TASK TO CARRY OUT
Could you return all of the entries below exactly, minus the pictures?

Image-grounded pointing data
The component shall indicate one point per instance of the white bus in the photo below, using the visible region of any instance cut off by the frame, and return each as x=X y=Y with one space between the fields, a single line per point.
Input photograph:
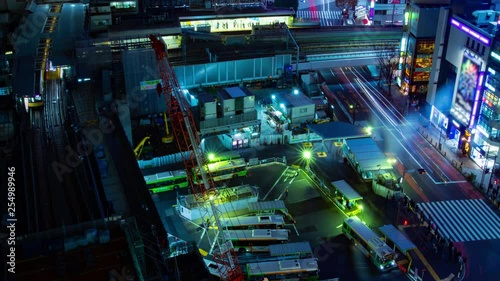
x=256 y=240
x=254 y=222
x=296 y=269
x=369 y=243
x=297 y=250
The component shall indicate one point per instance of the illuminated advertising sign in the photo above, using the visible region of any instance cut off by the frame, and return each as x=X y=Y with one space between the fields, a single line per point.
x=149 y=85
x=465 y=90
x=5 y=91
x=470 y=31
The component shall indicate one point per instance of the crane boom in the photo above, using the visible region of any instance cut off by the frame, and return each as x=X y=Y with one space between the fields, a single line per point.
x=187 y=139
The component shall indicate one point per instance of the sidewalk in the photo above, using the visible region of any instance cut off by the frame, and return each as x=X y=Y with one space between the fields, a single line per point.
x=438 y=256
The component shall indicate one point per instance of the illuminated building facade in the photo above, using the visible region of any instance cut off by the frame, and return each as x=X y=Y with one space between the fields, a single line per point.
x=460 y=108
x=386 y=12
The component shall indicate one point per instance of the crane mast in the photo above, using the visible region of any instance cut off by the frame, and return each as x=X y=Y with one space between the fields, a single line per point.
x=187 y=139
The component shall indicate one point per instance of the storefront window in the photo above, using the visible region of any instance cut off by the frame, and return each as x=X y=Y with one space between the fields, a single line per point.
x=425 y=47
x=423 y=61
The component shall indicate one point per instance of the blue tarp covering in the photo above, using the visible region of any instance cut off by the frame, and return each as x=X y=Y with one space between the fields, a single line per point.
x=367 y=153
x=337 y=130
x=393 y=234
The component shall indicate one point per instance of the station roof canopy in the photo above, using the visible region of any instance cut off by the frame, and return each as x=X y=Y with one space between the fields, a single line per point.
x=349 y=193
x=337 y=130
x=367 y=153
x=398 y=238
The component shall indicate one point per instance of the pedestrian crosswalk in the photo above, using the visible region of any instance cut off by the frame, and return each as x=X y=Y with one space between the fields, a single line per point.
x=463 y=220
x=326 y=18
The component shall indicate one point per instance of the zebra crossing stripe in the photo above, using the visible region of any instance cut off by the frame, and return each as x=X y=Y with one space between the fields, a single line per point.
x=463 y=220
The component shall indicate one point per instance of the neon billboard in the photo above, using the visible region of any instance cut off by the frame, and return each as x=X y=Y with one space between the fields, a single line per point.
x=466 y=92
x=464 y=28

SOLUTION FOR THIS EXERCISE
The component shall indicate one point per instance of the white bus in the photo below, using the visible region of any instance cut off by the frame, and return each as x=X y=Y with one space between the fields, a single line per point.
Input photograph:
x=256 y=240
x=254 y=222
x=296 y=269
x=369 y=243
x=297 y=250
The component shall indicate one point per instance of the illuminated advertising sign in the photo above, using the visible region of any instance cut off by the frame, and return each as x=X y=Y with one space between the fields, a single line per point.
x=149 y=85
x=465 y=90
x=5 y=91
x=470 y=31
The component shall indicate one point per instance of the crane boom in the photo above, using the visible region of any instance cut off by the frame, and return each as x=X y=Y with one space between the fields, a single line per point.
x=187 y=139
The component shall indicate one point per instance of the sidewalk in the photo above, using the visible region of any instance cut off by the frame, and return each as x=X y=Y with one space between the fields, a single line per point.
x=438 y=256
The component shall indicate one point per instance of the illuminated building facade in the photo above, using the visible region of any instance cut off by the frame, and return each as x=X y=Y with one space between the fields, a single line per point.
x=460 y=108
x=386 y=12
The component shall indicate one point per instance of the crane mast in the photo above, using the visible region of any instance cut off by the frame, and return each as x=X y=Y with one space between the fields, a single line per point.
x=187 y=139
The component shall indicate one point per instance of the storefront window in the photo above, using the visible region of any instance cut off by the frame, and return each as x=X y=Y with one space between the fields, a single line per point.
x=425 y=47
x=423 y=61
The component shall indicate one point per instance of the blue tarp covering in the photo above, using the visible region of any instance cut off by the frame, and return each as x=X y=Y with one space between the fields, a single line per point.
x=367 y=153
x=337 y=130
x=393 y=234
The component shall indicate one point per instance of the station roof canopy in the photo above, using the visible region of any instance cut off by the frame, and return each as x=X y=Y with one space between the fields, a single line per point.
x=349 y=193
x=337 y=130
x=367 y=153
x=398 y=238
The component shall indicate one point per instance of the pedestrian crosswalk in the photo above, using the visible region of any instance cut off by the frame, and return each as x=X y=Y with one space between the fields, a single line per point.
x=463 y=220
x=326 y=18
The component shall indicate one point per instance of the zebra crossing stripe in the photo above, using the visible region of any instance cut off by the frame, and return each as x=X y=Y with one space between the fields, a single line per point.
x=463 y=220
The component shall indicate one point per instance of the neon billboard in the photo above, using the visible region of any instance cut off by the frame, and return each as x=X y=Y with one space between the fields, a single line per point.
x=466 y=92
x=464 y=28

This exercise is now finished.